▶ [TO DO]
Render every line of the data below as a Markdown table with the columns Row and Line. Number the rows in order and leave out any blank lines.

[Start of PROVIDED ENTRIES]

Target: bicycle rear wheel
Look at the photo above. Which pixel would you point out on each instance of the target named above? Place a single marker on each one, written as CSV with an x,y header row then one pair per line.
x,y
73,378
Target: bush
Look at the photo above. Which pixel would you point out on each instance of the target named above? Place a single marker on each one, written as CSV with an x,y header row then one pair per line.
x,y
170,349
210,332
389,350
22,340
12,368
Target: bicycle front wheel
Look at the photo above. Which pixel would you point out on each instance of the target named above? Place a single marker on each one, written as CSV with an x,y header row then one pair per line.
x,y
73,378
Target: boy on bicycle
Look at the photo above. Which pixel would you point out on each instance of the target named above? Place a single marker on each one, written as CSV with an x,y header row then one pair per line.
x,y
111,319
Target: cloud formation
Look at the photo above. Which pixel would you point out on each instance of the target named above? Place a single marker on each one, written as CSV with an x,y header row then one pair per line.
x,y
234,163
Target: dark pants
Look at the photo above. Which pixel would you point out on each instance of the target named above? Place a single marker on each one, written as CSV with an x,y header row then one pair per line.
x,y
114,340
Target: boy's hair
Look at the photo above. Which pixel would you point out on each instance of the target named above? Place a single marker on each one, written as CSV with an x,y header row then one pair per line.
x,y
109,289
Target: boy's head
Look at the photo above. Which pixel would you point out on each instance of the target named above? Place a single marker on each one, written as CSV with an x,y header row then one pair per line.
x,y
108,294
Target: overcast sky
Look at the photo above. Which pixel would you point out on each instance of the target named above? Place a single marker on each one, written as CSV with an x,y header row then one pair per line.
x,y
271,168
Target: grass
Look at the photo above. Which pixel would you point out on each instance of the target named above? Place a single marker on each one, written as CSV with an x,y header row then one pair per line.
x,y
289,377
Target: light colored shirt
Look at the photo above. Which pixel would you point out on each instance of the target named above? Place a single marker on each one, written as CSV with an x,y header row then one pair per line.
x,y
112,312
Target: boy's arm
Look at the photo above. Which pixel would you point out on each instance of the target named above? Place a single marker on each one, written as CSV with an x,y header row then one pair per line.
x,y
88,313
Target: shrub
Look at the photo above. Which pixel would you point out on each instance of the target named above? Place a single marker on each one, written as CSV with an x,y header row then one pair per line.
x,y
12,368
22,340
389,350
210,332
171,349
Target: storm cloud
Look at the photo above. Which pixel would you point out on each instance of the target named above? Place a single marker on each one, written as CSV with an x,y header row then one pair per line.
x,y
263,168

[End of PROVIDED ENTRIES]

▶ [ANSWER]
| Row | Line |
|---|---|
| 1 | Target: bicycle rear wheel |
| 2 | Look at the photo above. Which pixel would you point out on each instance of the target named above? Place a single marker on each one, written as CSV with an x,y header row then one pair per line. |
| 3 | x,y |
| 4 | 73,378 |
| 5 | Target: bush |
| 6 | Look at the photo above. Which pixel would you point out on each instance of the target named above? Place a single marker on each one, written as CSV with an x,y header row then one pair per line. |
| 7 | x,y |
| 8 | 170,349 |
| 9 | 210,332 |
| 10 | 389,350 |
| 11 | 22,340 |
| 12 | 12,368 |
| 13 | Target: bicycle front wheel |
| 14 | Look at the photo above. Which pixel would you point out on each instance of the target named above? Place a single marker on each one, written as CSV with an x,y header row then one pair per line. |
| 15 | x,y |
| 16 | 73,378 |
| 17 | Target: boy on bicycle |
| 18 | Look at the photo above. Which pixel would you point out on each instance of the target named above? Place a single marker on each one, written as CSV with an x,y header row then one pair per line. |
| 19 | x,y |
| 20 | 111,319 |
| 21 | Target: cloud formation |
| 22 | Look at the photo above. Which pixel would you point out on each instance of the target named above? Place a single marker on each one, written as CSV with an x,y header row then one pair per line. |
| 23 | x,y |
| 24 | 234,163 |
| 25 | Target: dark pants |
| 26 | Look at the photo above. Which pixel would you point out on each instance of the target named above? Place a single marker on each one, written as CSV with an x,y header row then one pair per line. |
| 27 | x,y |
| 28 | 114,340 |
| 29 | Target: boy's hair |
| 30 | Look at the photo above. Which pixel would you point out on each instance of the target named above? Place a single marker on each one, written as CSV with an x,y header row then one pair per line. |
| 31 | x,y |
| 32 | 109,289 |
| 33 | Target: boy's head |
| 34 | Look at the photo above. Which pixel would you point out on each instance of the target named above? Place a single marker on each one, written as CSV with an x,y header row then one pair per line. |
| 35 | x,y |
| 36 | 108,294 |
| 37 | Target: overcast sky |
| 38 | Look at the photo above. Which pixel would you point out on each instance of the target named above? Place a single marker on each one, written as CSV with an x,y header row then one pair per line. |
| 39 | x,y |
| 40 | 271,168 |
| 41 | Target: grass |
| 42 | Look at the photo above. Which pixel would you point out on each instance of the target named above? Place a single marker on each one, written as CSV with an x,y header row then one pair per line. |
| 43 | x,y |
| 44 | 289,377 |
| 45 | Target: light colored shirt |
| 46 | Look at the photo above. Which pixel would you point out on each instance of the target named above? Place a single marker on each one, written as CSV with an x,y header row then one pair per line. |
| 47 | x,y |
| 48 | 112,312 |
| 49 | Target: boy's arm |
| 50 | Look at the photo above. Which pixel would you point out on each instance of the target named above? Place a single marker on each one, written as CSV with an x,y header row then one pair per line. |
| 51 | x,y |
| 52 | 88,313 |
| 53 | Target: shrub |
| 54 | Look at the photo above. Which pixel would you point out on each instance of the target named above? Place a single marker on each one, written as CSV with an x,y header row then one pair per line. |
| 55 | x,y |
| 56 | 12,368 |
| 57 | 22,340 |
| 58 | 389,350 |
| 59 | 210,332 |
| 60 | 171,349 |
| 61 | Target: storm cloud |
| 62 | Look at the photo above. Which pixel would you point out on each instance of the target named above? Place a single marker on each one, written as CSV with an x,y header row then one pair per line. |
| 63 | x,y |
| 64 | 263,168 |